PROBLEM DETAILS.
Render the data below as a numbered list, omitting any blank lines.

===== DATA ROWS

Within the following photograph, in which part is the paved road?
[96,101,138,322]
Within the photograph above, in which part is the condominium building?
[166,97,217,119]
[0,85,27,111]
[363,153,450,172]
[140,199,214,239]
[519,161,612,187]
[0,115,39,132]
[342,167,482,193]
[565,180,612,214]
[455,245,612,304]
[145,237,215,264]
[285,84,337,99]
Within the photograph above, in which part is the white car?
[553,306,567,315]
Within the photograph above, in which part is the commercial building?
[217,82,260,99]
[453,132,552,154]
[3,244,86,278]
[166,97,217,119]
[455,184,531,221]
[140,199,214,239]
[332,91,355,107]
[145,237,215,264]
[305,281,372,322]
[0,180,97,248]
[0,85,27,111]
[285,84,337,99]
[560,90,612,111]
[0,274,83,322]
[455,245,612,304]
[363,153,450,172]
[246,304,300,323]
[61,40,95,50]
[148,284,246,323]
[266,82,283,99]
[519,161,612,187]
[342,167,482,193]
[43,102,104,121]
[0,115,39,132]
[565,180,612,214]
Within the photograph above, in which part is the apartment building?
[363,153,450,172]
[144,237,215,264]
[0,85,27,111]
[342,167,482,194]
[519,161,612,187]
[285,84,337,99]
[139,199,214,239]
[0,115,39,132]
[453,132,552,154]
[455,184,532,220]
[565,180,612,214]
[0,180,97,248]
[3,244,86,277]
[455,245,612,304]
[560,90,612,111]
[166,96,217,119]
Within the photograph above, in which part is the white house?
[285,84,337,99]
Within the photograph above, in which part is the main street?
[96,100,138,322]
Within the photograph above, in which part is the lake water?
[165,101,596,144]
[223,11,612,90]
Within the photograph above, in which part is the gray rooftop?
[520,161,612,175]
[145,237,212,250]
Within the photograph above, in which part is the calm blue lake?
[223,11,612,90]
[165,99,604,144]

==========

SOLUTION FOR THIS PROBLEM.
1. Within the following photograph, in which part is the paved road?
2. [96,101,138,322]
3. Within the photograph above, in which part is the condominium building?
4. [166,97,217,119]
5. [0,85,27,111]
6. [363,153,450,172]
7. [140,199,214,239]
8. [519,161,612,187]
9. [0,115,39,132]
10. [342,167,482,193]
11. [565,180,612,214]
12. [455,245,612,304]
13. [145,237,215,264]
14. [285,84,337,99]
15. Within the photograph above, in which part is the white car?
16. [553,306,567,315]
17. Within the photograph above, in which part is the commercial building?
18. [217,82,260,99]
19. [453,132,552,154]
20. [3,244,86,278]
21. [166,97,217,119]
22. [455,184,531,221]
23. [140,199,214,239]
24. [332,91,355,107]
25. [145,237,215,264]
26. [305,281,372,322]
27. [0,180,97,248]
28. [0,85,27,111]
29. [285,84,337,99]
30. [560,90,612,111]
31. [0,274,83,322]
32. [455,245,612,304]
33. [363,153,450,172]
34. [246,304,300,323]
35. [61,40,95,50]
36. [148,284,246,323]
37. [266,82,283,99]
38. [519,161,612,187]
39. [342,167,482,193]
40. [43,102,104,121]
41. [0,115,39,132]
42. [565,180,612,214]
43. Within the photograph above, in which part is the apartment building?
44. [363,153,450,172]
45. [144,237,215,264]
46. [0,85,27,111]
47. [342,167,482,194]
48. [519,161,612,187]
49. [285,84,337,99]
50. [139,199,214,239]
51. [0,115,39,132]
52. [453,132,552,154]
53. [455,184,532,220]
54. [565,180,612,214]
55. [0,180,97,248]
56. [3,244,86,277]
57. [455,245,612,304]
58. [560,90,612,111]
59. [166,96,217,119]
60. Within the photograph above, in which part is the white house?
61. [285,84,337,99]
62. Within the photograph above, in which part is the main street?
63. [96,100,138,322]
64. Within the photograph above, in which part is the lake water?
65. [165,101,596,144]
66. [223,11,612,90]
67. Within the photograph above, in which part is the gray rooftop?
68. [520,161,612,175]
69. [145,237,212,250]
70. Within the photograph above, in which part is the calm blue lake?
71. [223,11,612,90]
72. [165,99,604,144]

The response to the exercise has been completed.